- TASK TO CARRY OUT: Word for word, set down every line of the entries below from the line with "box: [189, 67, 199, 76]" to the line with "positive clicks: (21, 214) (2, 210) (20, 219)", including both, and no other line.

Saved data entries:
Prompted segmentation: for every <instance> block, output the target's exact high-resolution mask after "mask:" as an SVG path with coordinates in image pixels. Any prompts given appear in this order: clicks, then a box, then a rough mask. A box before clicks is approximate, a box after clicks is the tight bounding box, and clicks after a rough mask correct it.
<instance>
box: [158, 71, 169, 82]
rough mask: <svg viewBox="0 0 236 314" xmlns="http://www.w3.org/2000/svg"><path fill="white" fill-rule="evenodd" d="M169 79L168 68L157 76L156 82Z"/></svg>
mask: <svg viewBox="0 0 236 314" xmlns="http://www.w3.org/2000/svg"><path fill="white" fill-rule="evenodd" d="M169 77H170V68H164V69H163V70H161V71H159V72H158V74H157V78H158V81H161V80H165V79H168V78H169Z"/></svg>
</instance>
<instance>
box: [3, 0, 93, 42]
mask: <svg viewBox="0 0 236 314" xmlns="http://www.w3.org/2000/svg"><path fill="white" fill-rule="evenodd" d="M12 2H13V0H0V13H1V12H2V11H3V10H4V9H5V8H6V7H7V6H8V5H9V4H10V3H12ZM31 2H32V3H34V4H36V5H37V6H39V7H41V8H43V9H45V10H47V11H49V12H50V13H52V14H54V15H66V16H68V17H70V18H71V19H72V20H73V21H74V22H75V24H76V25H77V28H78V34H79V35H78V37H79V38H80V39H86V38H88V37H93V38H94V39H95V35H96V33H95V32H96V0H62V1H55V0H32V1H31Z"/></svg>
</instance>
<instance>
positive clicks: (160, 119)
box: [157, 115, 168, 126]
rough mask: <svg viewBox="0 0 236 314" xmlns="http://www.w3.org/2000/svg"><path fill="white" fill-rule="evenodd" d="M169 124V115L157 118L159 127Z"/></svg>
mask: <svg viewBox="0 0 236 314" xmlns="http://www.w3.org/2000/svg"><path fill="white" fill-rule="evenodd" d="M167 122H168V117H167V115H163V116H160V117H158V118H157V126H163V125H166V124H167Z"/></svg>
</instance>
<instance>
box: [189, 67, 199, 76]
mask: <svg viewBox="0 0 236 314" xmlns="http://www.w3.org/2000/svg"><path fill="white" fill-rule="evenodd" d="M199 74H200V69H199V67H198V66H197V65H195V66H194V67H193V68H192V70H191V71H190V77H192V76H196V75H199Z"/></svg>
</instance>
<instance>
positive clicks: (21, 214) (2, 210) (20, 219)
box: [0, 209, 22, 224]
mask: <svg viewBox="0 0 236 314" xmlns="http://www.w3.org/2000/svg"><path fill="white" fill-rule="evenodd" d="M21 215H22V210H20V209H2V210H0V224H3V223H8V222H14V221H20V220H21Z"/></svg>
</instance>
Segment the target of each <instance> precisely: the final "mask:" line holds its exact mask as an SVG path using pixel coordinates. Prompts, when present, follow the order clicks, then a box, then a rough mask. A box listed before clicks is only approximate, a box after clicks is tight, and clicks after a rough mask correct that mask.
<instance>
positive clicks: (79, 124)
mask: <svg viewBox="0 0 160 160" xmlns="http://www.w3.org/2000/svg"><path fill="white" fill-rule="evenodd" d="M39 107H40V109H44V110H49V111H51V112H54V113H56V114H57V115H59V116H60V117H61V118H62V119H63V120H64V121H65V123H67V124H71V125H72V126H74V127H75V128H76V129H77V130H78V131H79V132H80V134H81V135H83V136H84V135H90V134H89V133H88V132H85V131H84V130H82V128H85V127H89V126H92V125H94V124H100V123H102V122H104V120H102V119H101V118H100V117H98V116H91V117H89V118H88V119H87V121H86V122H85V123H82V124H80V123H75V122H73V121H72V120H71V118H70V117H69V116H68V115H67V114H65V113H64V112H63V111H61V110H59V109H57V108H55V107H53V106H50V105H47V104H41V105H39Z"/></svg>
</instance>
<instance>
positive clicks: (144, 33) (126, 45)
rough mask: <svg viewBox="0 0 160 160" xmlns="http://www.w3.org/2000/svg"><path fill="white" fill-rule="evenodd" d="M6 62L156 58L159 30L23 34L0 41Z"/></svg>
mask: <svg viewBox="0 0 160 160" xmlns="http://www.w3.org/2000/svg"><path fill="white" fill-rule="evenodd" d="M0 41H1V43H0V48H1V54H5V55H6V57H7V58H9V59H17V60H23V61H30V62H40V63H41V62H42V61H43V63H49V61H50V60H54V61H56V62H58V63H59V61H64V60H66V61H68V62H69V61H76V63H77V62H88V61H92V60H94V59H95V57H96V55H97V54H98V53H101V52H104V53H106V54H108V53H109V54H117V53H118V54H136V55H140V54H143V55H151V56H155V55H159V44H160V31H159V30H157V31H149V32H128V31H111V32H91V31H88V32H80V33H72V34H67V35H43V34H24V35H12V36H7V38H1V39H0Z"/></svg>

- RESPONSE TO THE TASK:
box: [189, 67, 199, 76]
mask: <svg viewBox="0 0 236 314" xmlns="http://www.w3.org/2000/svg"><path fill="white" fill-rule="evenodd" d="M199 74H200V69H199V67H198V66H197V65H195V66H194V67H193V68H192V70H191V71H190V77H192V76H196V75H199Z"/></svg>
</instance>
<instance>
positive clicks: (21, 214) (2, 210) (20, 219)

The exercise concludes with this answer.